→ SELECTED EXCERPT
"Don't Forbid Me" is a popular song by Charles Singleton. Among Singleton's huge number of compositions was "Tryin' to Get to You", which had previously been recorded by Elvis Presley at Sun Records.  In 1957, "Don't Forbid Me" was a number 1 hit for Pat Boone, and also peaked at number 10 on the Most Played R&B in Juke Boxes chart.

Presley connection and version
Pat Boone's recording and 1957 hit record though came about because the demo was first sent to Presley's house where it laid unopened, in Elvis' words "with all the junk that comes there". This was revealed by Presley during the Million Dollar Quartet jam session of December 4, 1956, before Boone's recording came out. Presley cut a fast minute and twenty second version of the song with The Million Dollar Quartet, that then laid lost with the other Sun Records tapes of that session for 25 years.

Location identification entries
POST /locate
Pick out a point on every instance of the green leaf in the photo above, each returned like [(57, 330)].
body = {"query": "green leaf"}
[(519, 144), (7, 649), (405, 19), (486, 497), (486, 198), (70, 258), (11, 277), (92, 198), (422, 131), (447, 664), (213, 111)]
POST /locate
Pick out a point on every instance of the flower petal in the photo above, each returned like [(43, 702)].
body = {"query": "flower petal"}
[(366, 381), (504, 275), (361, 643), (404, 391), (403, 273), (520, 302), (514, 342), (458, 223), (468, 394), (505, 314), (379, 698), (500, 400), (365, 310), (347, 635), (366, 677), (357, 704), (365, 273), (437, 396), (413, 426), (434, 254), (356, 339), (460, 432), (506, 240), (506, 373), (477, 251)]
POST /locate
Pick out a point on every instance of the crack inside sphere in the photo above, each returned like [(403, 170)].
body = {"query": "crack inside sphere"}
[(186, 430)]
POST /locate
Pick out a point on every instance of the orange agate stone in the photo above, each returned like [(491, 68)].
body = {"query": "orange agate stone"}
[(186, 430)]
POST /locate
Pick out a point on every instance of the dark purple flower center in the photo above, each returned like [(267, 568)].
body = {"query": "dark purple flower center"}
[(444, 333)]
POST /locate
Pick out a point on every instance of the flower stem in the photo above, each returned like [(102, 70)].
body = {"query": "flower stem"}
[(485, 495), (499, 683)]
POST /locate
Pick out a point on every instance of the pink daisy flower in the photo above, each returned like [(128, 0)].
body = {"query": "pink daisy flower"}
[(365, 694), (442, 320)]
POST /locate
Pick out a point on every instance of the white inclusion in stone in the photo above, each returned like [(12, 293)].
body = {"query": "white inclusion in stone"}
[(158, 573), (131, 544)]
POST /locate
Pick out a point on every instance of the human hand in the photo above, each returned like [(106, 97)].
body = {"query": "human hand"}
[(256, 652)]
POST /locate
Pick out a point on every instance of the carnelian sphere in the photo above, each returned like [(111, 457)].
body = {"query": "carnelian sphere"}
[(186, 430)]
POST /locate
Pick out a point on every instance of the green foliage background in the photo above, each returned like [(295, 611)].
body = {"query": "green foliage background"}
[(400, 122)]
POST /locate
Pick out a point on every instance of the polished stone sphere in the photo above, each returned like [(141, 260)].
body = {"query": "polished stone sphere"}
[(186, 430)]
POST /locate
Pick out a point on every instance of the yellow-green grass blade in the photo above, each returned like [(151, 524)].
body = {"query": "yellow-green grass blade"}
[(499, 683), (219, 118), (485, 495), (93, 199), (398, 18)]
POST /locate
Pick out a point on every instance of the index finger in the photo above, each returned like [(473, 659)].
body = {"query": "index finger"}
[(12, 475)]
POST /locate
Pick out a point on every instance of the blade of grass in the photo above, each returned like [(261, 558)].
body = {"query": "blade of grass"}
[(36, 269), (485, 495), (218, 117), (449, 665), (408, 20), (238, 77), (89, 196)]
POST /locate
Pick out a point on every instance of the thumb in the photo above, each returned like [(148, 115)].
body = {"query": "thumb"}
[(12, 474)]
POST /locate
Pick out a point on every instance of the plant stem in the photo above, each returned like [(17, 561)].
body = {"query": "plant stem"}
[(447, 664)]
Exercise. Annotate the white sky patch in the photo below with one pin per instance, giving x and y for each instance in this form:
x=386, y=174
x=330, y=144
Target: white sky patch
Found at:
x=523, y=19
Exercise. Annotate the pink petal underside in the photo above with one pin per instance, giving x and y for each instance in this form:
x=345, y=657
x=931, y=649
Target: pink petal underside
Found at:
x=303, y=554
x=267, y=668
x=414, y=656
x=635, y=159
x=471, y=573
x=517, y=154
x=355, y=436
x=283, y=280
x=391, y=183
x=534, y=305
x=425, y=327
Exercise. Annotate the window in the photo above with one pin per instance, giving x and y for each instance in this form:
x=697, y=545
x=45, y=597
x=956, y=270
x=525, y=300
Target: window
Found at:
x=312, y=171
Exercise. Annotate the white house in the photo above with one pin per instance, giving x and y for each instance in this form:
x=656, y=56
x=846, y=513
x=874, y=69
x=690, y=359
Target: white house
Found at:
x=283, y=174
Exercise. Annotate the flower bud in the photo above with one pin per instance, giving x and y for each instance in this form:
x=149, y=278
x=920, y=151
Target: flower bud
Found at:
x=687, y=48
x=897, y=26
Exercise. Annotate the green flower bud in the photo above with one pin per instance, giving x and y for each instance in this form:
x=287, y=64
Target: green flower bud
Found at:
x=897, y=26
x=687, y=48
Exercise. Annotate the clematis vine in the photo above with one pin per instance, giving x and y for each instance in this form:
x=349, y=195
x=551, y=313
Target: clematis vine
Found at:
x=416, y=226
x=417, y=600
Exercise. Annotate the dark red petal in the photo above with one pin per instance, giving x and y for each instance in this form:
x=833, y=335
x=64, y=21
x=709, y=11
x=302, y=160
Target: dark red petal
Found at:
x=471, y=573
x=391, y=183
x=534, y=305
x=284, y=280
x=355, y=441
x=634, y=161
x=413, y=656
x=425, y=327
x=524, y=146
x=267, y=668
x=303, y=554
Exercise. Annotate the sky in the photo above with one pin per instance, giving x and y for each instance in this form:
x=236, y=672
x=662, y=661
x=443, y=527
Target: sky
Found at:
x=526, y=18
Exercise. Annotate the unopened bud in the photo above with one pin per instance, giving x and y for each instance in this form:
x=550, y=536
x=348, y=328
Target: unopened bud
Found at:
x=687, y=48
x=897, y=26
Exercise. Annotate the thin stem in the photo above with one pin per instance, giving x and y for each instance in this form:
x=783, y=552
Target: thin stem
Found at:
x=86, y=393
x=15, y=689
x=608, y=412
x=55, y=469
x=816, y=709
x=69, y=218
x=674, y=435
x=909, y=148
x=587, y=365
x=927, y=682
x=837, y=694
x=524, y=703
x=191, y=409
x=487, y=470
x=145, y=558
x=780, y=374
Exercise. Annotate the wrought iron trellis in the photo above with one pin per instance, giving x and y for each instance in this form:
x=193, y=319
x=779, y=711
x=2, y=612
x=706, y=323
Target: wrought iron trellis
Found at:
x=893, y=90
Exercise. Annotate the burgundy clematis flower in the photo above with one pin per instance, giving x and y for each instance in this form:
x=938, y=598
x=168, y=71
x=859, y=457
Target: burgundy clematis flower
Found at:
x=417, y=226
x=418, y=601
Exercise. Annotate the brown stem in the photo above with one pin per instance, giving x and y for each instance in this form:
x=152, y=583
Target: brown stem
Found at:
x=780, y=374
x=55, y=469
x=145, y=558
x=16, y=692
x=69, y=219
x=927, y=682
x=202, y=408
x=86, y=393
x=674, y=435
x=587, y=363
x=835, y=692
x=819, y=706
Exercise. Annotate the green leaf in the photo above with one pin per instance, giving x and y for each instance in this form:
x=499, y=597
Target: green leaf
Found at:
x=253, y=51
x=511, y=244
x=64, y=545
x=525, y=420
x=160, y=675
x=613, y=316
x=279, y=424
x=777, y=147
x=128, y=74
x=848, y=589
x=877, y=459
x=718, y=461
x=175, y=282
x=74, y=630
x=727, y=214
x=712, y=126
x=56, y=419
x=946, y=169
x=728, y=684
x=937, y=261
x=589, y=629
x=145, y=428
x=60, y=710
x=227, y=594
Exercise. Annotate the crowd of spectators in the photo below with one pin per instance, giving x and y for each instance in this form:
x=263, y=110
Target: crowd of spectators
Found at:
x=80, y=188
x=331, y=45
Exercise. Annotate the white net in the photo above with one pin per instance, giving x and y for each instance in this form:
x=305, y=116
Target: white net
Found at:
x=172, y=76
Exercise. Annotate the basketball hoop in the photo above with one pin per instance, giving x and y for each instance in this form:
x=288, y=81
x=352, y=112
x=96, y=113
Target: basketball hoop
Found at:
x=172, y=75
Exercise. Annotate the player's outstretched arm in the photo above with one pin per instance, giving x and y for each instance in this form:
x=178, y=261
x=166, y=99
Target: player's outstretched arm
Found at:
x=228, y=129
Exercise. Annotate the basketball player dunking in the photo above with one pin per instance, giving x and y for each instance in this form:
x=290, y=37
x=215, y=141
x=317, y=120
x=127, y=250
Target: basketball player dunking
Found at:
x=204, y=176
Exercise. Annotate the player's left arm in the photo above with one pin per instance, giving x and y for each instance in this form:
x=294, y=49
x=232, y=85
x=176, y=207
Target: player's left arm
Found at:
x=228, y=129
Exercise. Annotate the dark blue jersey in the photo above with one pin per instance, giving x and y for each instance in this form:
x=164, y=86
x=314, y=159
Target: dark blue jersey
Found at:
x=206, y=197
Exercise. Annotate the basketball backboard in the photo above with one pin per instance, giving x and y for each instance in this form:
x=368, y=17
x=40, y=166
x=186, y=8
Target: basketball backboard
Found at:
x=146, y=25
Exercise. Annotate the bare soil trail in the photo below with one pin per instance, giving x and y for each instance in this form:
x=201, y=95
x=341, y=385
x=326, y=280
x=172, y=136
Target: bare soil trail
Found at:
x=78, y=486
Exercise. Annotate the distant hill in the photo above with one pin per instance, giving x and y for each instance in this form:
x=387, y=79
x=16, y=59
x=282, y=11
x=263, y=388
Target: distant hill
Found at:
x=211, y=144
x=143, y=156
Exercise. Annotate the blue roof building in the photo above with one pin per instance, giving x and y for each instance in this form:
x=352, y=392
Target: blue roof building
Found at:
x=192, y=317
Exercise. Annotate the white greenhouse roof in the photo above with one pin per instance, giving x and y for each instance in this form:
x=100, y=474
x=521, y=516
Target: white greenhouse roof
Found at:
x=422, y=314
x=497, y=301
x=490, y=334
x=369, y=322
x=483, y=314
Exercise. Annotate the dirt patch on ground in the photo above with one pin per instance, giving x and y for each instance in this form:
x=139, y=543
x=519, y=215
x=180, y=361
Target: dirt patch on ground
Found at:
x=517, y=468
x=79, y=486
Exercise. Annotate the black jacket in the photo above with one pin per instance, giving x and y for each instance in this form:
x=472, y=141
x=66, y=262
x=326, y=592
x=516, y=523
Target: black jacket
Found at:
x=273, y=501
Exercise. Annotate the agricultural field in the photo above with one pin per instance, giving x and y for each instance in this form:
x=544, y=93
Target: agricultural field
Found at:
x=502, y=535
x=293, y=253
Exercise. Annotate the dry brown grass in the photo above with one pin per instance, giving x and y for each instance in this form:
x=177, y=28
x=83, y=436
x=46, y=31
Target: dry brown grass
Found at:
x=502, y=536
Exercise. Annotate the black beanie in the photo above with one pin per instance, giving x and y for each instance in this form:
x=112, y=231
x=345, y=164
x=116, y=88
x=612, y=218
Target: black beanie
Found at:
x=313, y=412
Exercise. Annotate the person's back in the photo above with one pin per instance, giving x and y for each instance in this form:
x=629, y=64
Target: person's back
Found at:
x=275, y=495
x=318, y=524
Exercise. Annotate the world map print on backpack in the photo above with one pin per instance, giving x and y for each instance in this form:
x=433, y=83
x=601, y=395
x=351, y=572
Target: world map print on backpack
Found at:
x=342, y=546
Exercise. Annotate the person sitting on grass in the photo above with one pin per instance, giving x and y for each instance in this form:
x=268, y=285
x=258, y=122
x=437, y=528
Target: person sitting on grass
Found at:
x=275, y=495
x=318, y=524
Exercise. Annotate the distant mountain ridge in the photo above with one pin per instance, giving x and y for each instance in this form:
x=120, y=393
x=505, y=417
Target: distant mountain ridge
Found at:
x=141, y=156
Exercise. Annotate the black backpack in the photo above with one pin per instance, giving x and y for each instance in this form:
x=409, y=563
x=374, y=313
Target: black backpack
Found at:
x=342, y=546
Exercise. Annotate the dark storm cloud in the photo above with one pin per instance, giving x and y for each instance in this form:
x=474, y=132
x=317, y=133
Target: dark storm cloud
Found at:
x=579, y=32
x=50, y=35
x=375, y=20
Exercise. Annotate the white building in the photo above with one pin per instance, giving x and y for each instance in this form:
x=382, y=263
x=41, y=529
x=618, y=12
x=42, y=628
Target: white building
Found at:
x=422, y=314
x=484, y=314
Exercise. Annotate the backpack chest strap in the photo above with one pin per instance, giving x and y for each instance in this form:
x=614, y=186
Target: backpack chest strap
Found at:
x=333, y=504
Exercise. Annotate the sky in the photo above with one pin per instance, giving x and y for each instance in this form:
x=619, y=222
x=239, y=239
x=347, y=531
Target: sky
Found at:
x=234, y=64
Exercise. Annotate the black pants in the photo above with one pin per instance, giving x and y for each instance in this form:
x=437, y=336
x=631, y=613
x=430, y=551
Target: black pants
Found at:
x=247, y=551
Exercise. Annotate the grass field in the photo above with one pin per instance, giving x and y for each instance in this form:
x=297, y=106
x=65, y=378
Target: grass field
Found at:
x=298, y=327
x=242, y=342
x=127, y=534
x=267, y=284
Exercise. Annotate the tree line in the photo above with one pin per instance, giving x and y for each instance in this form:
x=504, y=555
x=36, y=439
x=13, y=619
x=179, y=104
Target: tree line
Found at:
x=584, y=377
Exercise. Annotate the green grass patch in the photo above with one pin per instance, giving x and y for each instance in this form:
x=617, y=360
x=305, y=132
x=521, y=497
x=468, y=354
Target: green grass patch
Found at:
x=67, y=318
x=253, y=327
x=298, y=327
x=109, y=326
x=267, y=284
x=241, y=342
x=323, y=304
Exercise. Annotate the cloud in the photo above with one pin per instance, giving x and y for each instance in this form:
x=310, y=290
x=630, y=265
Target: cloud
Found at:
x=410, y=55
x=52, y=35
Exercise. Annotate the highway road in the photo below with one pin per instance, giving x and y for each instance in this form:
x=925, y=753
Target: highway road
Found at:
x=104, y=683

→ CHALLENGES
1. In the passage on "Don't Forbid Me," what position did the song reach on the Most Played R&B in Juke Boxes chart?
2. Reproduce the lines of the entries starting at the line that contains "Exercise. Annotate the white net" and ending after the line that contains "x=172, y=76".

→ ANSWERS TO EACH TASK
1. It peaked at number 10.

2.
Exercise. Annotate the white net in the photo above with one pin per instance, giving x and y for each instance in this form:
x=305, y=116
Target: white net
Found at:
x=172, y=76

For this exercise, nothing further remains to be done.